[Data entries]

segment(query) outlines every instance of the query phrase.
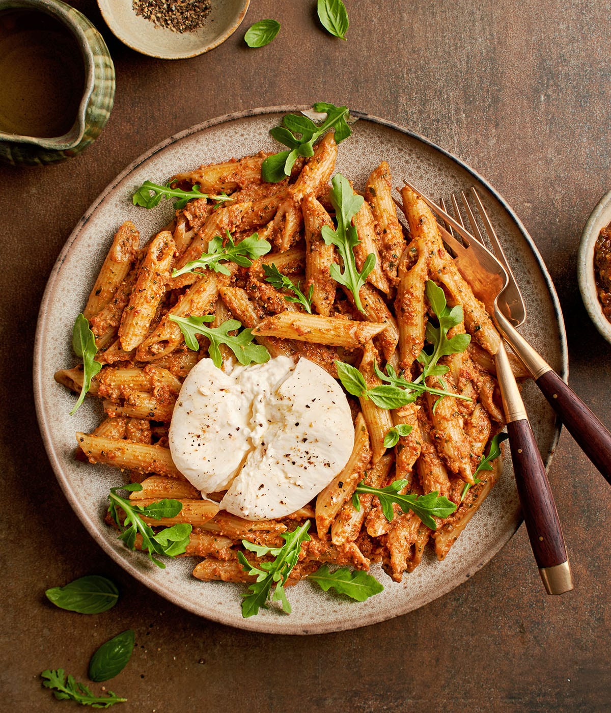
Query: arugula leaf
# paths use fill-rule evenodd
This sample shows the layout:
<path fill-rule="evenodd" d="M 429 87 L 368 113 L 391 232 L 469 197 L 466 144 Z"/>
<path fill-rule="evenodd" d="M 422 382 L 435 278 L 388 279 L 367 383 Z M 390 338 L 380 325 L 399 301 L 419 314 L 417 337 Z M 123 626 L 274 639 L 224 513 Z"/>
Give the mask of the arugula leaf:
<path fill-rule="evenodd" d="M 284 299 L 287 302 L 297 302 L 301 304 L 308 314 L 312 314 L 312 295 L 314 292 L 314 285 L 309 286 L 307 295 L 304 294 L 301 291 L 301 283 L 297 284 L 278 270 L 274 263 L 271 265 L 263 265 L 263 272 L 265 273 L 265 281 L 269 282 L 272 287 L 276 289 L 290 289 L 295 293 L 295 297 L 284 295 Z"/>
<path fill-rule="evenodd" d="M 279 31 L 280 23 L 277 20 L 260 20 L 248 28 L 244 41 L 249 47 L 265 47 Z"/>
<path fill-rule="evenodd" d="M 384 591 L 384 587 L 371 575 L 362 570 L 351 570 L 349 567 L 329 571 L 327 565 L 308 576 L 320 588 L 328 592 L 332 587 L 339 594 L 345 594 L 357 602 L 364 602 L 374 594 Z"/>
<path fill-rule="evenodd" d="M 429 320 L 426 323 L 426 339 L 433 344 L 433 353 L 427 354 L 424 349 L 416 357 L 422 364 L 422 373 L 416 379 L 416 383 L 424 381 L 427 376 L 440 376 L 446 374 L 448 367 L 437 362 L 441 356 L 461 354 L 469 346 L 471 341 L 470 334 L 455 334 L 448 339 L 449 329 L 463 321 L 463 308 L 457 304 L 451 309 L 446 302 L 443 290 L 432 280 L 427 280 L 426 287 L 428 304 L 439 321 L 438 327 L 434 327 Z"/>
<path fill-rule="evenodd" d="M 399 480 L 391 483 L 386 488 L 371 488 L 366 486 L 364 481 L 361 481 L 356 486 L 352 498 L 352 504 L 356 511 L 360 510 L 361 503 L 356 494 L 369 493 L 376 496 L 379 500 L 382 513 L 386 520 L 390 521 L 394 517 L 393 503 L 396 503 L 404 513 L 410 510 L 415 513 L 423 524 L 431 530 L 437 529 L 437 523 L 433 519 L 433 515 L 436 518 L 447 518 L 456 511 L 456 506 L 445 496 L 440 497 L 437 491 L 428 493 L 427 495 L 417 496 L 414 493 L 401 495 L 399 491 L 407 485 L 407 481 Z"/>
<path fill-rule="evenodd" d="M 77 356 L 83 359 L 83 386 L 81 387 L 81 395 L 70 412 L 70 415 L 78 409 L 83 403 L 85 394 L 91 386 L 91 379 L 102 368 L 99 361 L 95 359 L 98 353 L 96 346 L 96 337 L 89 327 L 89 322 L 81 312 L 74 322 L 72 328 L 72 348 Z"/>
<path fill-rule="evenodd" d="M 74 679 L 73 676 L 66 678 L 63 669 L 47 669 L 41 674 L 44 679 L 43 685 L 50 688 L 58 701 L 76 701 L 83 706 L 92 708 L 110 708 L 115 703 L 125 703 L 127 698 L 119 698 L 112 691 L 108 691 L 103 696 L 96 696 L 82 683 Z"/>
<path fill-rule="evenodd" d="M 257 567 L 250 564 L 244 553 L 237 553 L 238 560 L 244 571 L 257 577 L 257 581 L 253 582 L 248 588 L 250 593 L 242 595 L 244 597 L 244 601 L 242 602 L 242 615 L 245 619 L 258 614 L 262 607 L 264 609 L 267 608 L 267 600 L 274 585 L 272 601 L 280 602 L 282 610 L 287 614 L 291 613 L 291 605 L 284 593 L 284 585 L 291 570 L 299 560 L 302 543 L 311 539 L 307 533 L 309 525 L 309 520 L 307 520 L 301 527 L 297 528 L 292 532 L 282 533 L 280 536 L 284 539 L 285 543 L 279 548 L 261 547 L 253 545 L 247 540 L 242 540 L 245 548 L 251 552 L 255 552 L 257 557 L 271 555 L 275 558 L 273 562 L 261 562 Z"/>
<path fill-rule="evenodd" d="M 352 133 L 346 118 L 349 117 L 347 106 L 335 106 L 325 102 L 314 105 L 314 111 L 326 113 L 327 117 L 320 125 L 315 124 L 307 116 L 299 114 L 287 114 L 279 126 L 271 129 L 269 133 L 280 143 L 288 146 L 290 150 L 268 156 L 261 165 L 261 178 L 269 183 L 277 183 L 285 176 L 291 175 L 291 170 L 298 156 L 308 158 L 314 155 L 314 144 L 329 129 L 335 129 L 335 143 L 339 143 Z"/>
<path fill-rule="evenodd" d="M 99 682 L 120 673 L 131 658 L 135 642 L 133 629 L 128 629 L 102 644 L 89 662 L 89 678 Z"/>
<path fill-rule="evenodd" d="M 178 500 L 165 498 L 145 506 L 135 504 L 133 501 L 127 500 L 117 495 L 117 491 L 126 490 L 134 493 L 142 490 L 139 483 L 130 483 L 127 486 L 111 488 L 108 498 L 108 512 L 111 517 L 120 530 L 119 539 L 122 540 L 130 549 L 135 549 L 137 535 L 142 537 L 142 551 L 146 552 L 148 558 L 161 569 L 165 568 L 163 562 L 153 555 L 168 555 L 175 557 L 184 553 L 189 543 L 189 535 L 192 527 L 186 523 L 179 523 L 170 528 L 165 528 L 159 533 L 155 533 L 153 528 L 142 519 L 143 516 L 153 520 L 162 518 L 175 517 L 183 509 L 183 503 Z M 117 508 L 120 508 L 125 513 L 125 520 L 121 523 Z"/>
<path fill-rule="evenodd" d="M 79 614 L 99 614 L 111 609 L 118 600 L 119 590 L 114 582 L 100 575 L 88 575 L 63 587 L 52 587 L 45 592 L 47 599 L 61 609 Z"/>
<path fill-rule="evenodd" d="M 492 461 L 496 460 L 500 455 L 500 443 L 503 441 L 506 441 L 509 436 L 507 434 L 497 434 L 495 436 L 490 443 L 490 448 L 488 450 L 488 455 L 484 456 L 482 454 L 480 458 L 480 462 L 478 463 L 478 467 L 476 468 L 476 471 L 473 473 L 473 481 L 476 485 L 478 483 L 481 483 L 481 478 L 476 478 L 476 476 L 481 473 L 482 471 L 491 471 L 492 470 Z M 468 492 L 469 488 L 471 487 L 471 483 L 466 483 L 465 487 L 463 488 L 462 493 L 461 493 L 461 500 L 465 499 L 465 496 Z"/>
<path fill-rule="evenodd" d="M 348 13 L 342 0 L 318 0 L 317 11 L 323 27 L 335 37 L 345 40 Z"/>
<path fill-rule="evenodd" d="M 154 208 L 159 205 L 162 198 L 167 200 L 175 198 L 174 210 L 180 210 L 194 198 L 213 198 L 215 200 L 220 202 L 231 200 L 231 196 L 226 195 L 225 193 L 220 195 L 202 193 L 197 183 L 190 190 L 183 190 L 181 188 L 173 188 L 172 183 L 173 181 L 170 181 L 165 185 L 159 185 L 158 183 L 152 183 L 150 180 L 145 180 L 132 196 L 132 202 L 134 205 L 140 205 L 143 208 Z"/>
<path fill-rule="evenodd" d="M 175 317 L 170 315 L 172 322 L 175 322 L 185 342 L 190 349 L 194 352 L 200 348 L 195 334 L 203 334 L 210 342 L 208 354 L 214 365 L 220 369 L 222 364 L 222 354 L 219 349 L 220 344 L 226 344 L 235 354 L 235 358 L 240 364 L 247 366 L 250 364 L 264 364 L 269 359 L 269 352 L 260 344 L 252 344 L 252 330 L 242 329 L 236 337 L 232 337 L 229 332 L 242 327 L 242 322 L 237 319 L 227 319 L 221 325 L 216 327 L 204 327 L 205 322 L 214 322 L 212 314 L 204 314 L 202 317 Z"/>
<path fill-rule="evenodd" d="M 397 424 L 392 429 L 389 429 L 388 433 L 384 436 L 384 448 L 394 448 L 399 443 L 399 439 L 404 436 L 409 436 L 411 433 L 414 426 L 409 424 Z"/>
<path fill-rule="evenodd" d="M 352 218 L 359 212 L 364 200 L 362 195 L 357 195 L 347 178 L 341 173 L 337 173 L 331 181 L 332 190 L 329 193 L 331 202 L 335 208 L 335 219 L 337 229 L 333 230 L 328 225 L 322 227 L 322 239 L 327 245 L 335 245 L 344 263 L 344 272 L 334 262 L 329 268 L 331 277 L 340 284 L 345 285 L 354 295 L 354 306 L 364 313 L 359 291 L 365 284 L 367 275 L 376 265 L 376 256 L 369 253 L 359 272 L 356 268 L 354 257 L 354 247 L 361 242 L 356 233 L 356 228 L 351 224 Z"/>
<path fill-rule="evenodd" d="M 379 378 L 388 384 L 368 389 L 362 374 L 351 364 L 344 361 L 336 361 L 337 376 L 344 388 L 354 396 L 370 399 L 380 409 L 399 409 L 406 404 L 412 404 L 419 394 L 425 391 L 439 396 L 452 396 L 454 399 L 462 399 L 463 401 L 471 401 L 468 396 L 460 394 L 453 394 L 451 391 L 443 391 L 441 389 L 434 389 L 426 384 L 416 384 L 414 381 L 407 381 L 398 376 L 390 364 L 386 365 L 389 376 L 384 374 L 374 364 L 374 368 Z"/>
<path fill-rule="evenodd" d="M 215 272 L 222 272 L 230 275 L 225 265 L 220 264 L 221 260 L 230 260 L 241 267 L 250 267 L 252 260 L 262 255 L 267 255 L 272 250 L 272 245 L 267 240 L 260 240 L 257 233 L 253 233 L 250 237 L 245 237 L 236 245 L 230 234 L 227 232 L 227 245 L 223 245 L 223 240 L 220 235 L 216 235 L 208 243 L 208 252 L 202 252 L 201 257 L 191 260 L 180 270 L 175 270 L 172 272 L 173 277 L 178 277 L 185 272 L 195 272 L 196 268 L 210 268 Z"/>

- [AIM]: Rewrite the rows starting at the line that contains "Query: arugula leaf" and ending at the line that contains "399 480 L 391", changing "layout" to "format" and keeping everything else the same.

- [ANSWER TO THE EXERCISE]:
Query: arugula leaf
# paths use fill-rule evenodd
This sample shows the format:
<path fill-rule="evenodd" d="M 429 87 L 368 113 L 391 232 L 469 197 L 466 144 Z"/>
<path fill-rule="evenodd" d="M 422 382 L 435 278 L 388 279 L 367 383 Z M 390 338 L 380 325 L 399 301 L 419 314 L 417 337 Z M 123 626 L 274 639 L 224 513 Z"/>
Give the mask of the arugula leaf:
<path fill-rule="evenodd" d="M 284 299 L 287 302 L 297 302 L 301 304 L 308 314 L 312 314 L 312 295 L 314 292 L 314 285 L 309 286 L 307 295 L 304 294 L 301 291 L 301 283 L 297 284 L 278 270 L 274 263 L 271 265 L 263 265 L 263 272 L 265 273 L 265 281 L 269 282 L 272 287 L 276 289 L 290 289 L 295 293 L 295 297 L 284 295 Z"/>
<path fill-rule="evenodd" d="M 279 31 L 280 23 L 277 20 L 260 20 L 248 28 L 244 41 L 249 47 L 265 47 Z"/>
<path fill-rule="evenodd" d="M 384 591 L 384 587 L 371 575 L 362 570 L 351 570 L 349 567 L 329 571 L 327 565 L 308 576 L 320 588 L 328 592 L 332 587 L 339 594 L 345 594 L 357 602 L 364 602 L 374 594 Z"/>
<path fill-rule="evenodd" d="M 429 320 L 426 323 L 426 339 L 433 344 L 433 353 L 427 354 L 424 349 L 416 357 L 422 364 L 422 373 L 416 379 L 416 383 L 424 381 L 427 376 L 440 376 L 446 374 L 448 367 L 437 362 L 441 356 L 461 354 L 469 346 L 471 341 L 470 334 L 455 334 L 448 339 L 449 329 L 463 321 L 463 308 L 457 304 L 451 309 L 446 302 L 443 290 L 432 280 L 427 280 L 426 287 L 428 304 L 439 321 L 438 327 L 434 327 Z"/>
<path fill-rule="evenodd" d="M 399 480 L 391 483 L 386 488 L 371 488 L 366 486 L 364 481 L 361 481 L 356 486 L 352 498 L 352 504 L 356 511 L 360 510 L 361 503 L 356 494 L 369 493 L 376 496 L 379 500 L 382 513 L 386 520 L 390 521 L 394 517 L 393 503 L 396 503 L 404 513 L 410 510 L 415 513 L 423 524 L 431 530 L 437 529 L 437 523 L 433 519 L 433 515 L 436 518 L 447 518 L 456 511 L 456 506 L 445 496 L 440 497 L 437 491 L 428 493 L 427 495 L 417 496 L 414 493 L 401 495 L 399 491 L 407 485 L 407 481 Z"/>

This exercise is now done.